* [Excerpt provided]:
####
# bass tackle...



## 01mercLS (Oct 28, 2006)

I am a newbie at bass fishing, i was wondering what are good rods and reels to get for bass fishing. I never really fished for them much, i usually crappie, carp, and catfish.


----------



## BassMasterFlash (Oct 3, 2006)

Basically, you can catch bass with a worm and cane pole. Just like any other fish. But, if you want to get fancy, I have found that a 6' to 6'6" MH fast action graphite rod works best for most bass fishing. Some people go as high as 7' long. 

As far as reels....depends on if you use spinning or baitcasters. I use both, depending on the bait I'm using. Jig,spinner,crank,top water...ect. If you need detailed info, feel free to PM me.


----------



## soua0363 (Jun 10, 2005)

Everyone has their own way of bass fishing. I started out using just mainly a spinning setup until I got the nerves to learn how to use a baitcaster. I use mainly 6'-6" medium and medium heavy casting rods with 14 lbs to 17 lbs line for throwing crankbaits, spinner baits, carolina rigs, texas rigs, and spoons. I use my spinning setup mainly for finesse fishing like throwing weightless minnows, worms, or brush hogs. I use 8 lbs to 10 lbs test line on my spinning reels for bass fishing. For me it is easier to throw weightless plastics with a spinning setup than a baitcasting setup. It can be done with a baitcaster but I have not mastered that part of it yet.
####
* [Tasks to carry out]:
a – Print everything in the bass tackle thread from "## 01mercLS (Oct" down to "as 7' long.".
b – In the bass tackle thread, which baits and rigs does soua0363 list for the casting rods with 14 to 17 lb line?
c – Carry on the bass tackle thread with the next part, starting after its final sentence.
The material that comes next has no connection to the bass tackle thread.

* [Supplied information]:
####
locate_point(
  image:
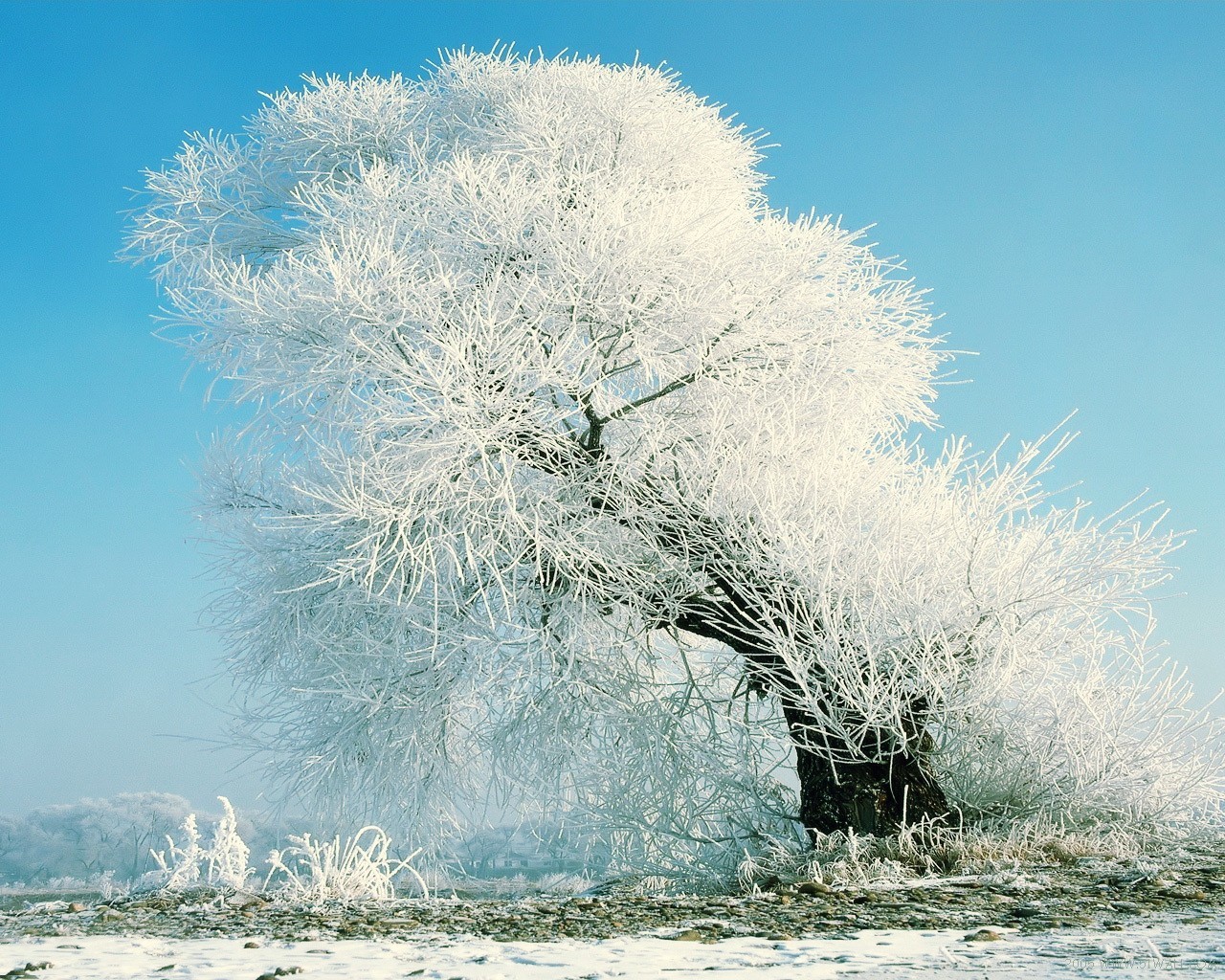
####
* [Responses]:
a –
## 01mercLS (Oct 28, 2006)

I am a newbie at bass fishing, i was wondering what are good rods and reels to get for bass fishing. I never really fished for them much, i usually crappie, carp, and catfish.


----------



## BassMasterFlash (Oct 3, 2006)

Basically, you can catch bass with a worm and cane pole. Just like any other fish. But, if you want to get fancy, I have found that a 6' to 6'6" MH fast action graphite rod works best for most bass fishing. Some people go as high as 7' long.

b – crankbaits, spinner baits, carolina rigs, texas rigs, spoons

c –
----------



## 01mercLS (Oct 28, 2006)

i perfer using a baitcaster, what are some good ones for bass etc. thanks guys!


----------



## flypilot33 (Feb 9, 2006)

I would try and learn a baitcaster. They have a lot more feel than other reels. If you have never learned how to use one I would bet you could find someone nice enough to show you at a fishing hole or on here. I personally like 7 foot rods. I can get more distance on my casts and like the feel better. If you could only have one rod I would get a 7 foot Medium Heavy. As for line, I like the flouro clear. I use 8 pound for lighter baits, 10 pound for crankbaits, 12 pound for soft plastics, and 17 pound or spiderwire with a 12 pound leader for carolina rigs(with a 12 pound leader) and jigs. Some good bait casters....there are so many good ones now. I use quantum reels and like them. I also have two BPS reels (not the super cheap ones though,) and I like them. If you don't have a bait caster at all let me know and I will see if I have an old one laying around you could practice on.


----------



## Fish4Fun (Apr 6, 2004)

There are millions of baitcasters out there pretty much comes down to what your comfortable spending. I am stuck on the shimano curado's they last, there smooth, they are a top quality reel. You can still buy the old style on ebay for $99 the new ones however that are in stores are very pricey but worth it $200 i own 4 old ones and a new one. There are alot of guys that use quantum and diawa's higher end reels that you can get for $100 price. Pretty much if you hit the $65 to $100 mark you should get a good quality reel.

As for the all around rod the 6'6'' medium heavy will do about anything you need and you can upgrade rods later if you get real serious. There are many quality rods by shimano, fenwick that will run you around $50 bucks then you can step up to the stcroix triumph which run around $50 this is a great rod for the price. Next step would be the stcroix premiers that run $80 and up very nice rods and then it just gets more expensive as you go up.


----------



## flypilot33 (Feb 9, 2006)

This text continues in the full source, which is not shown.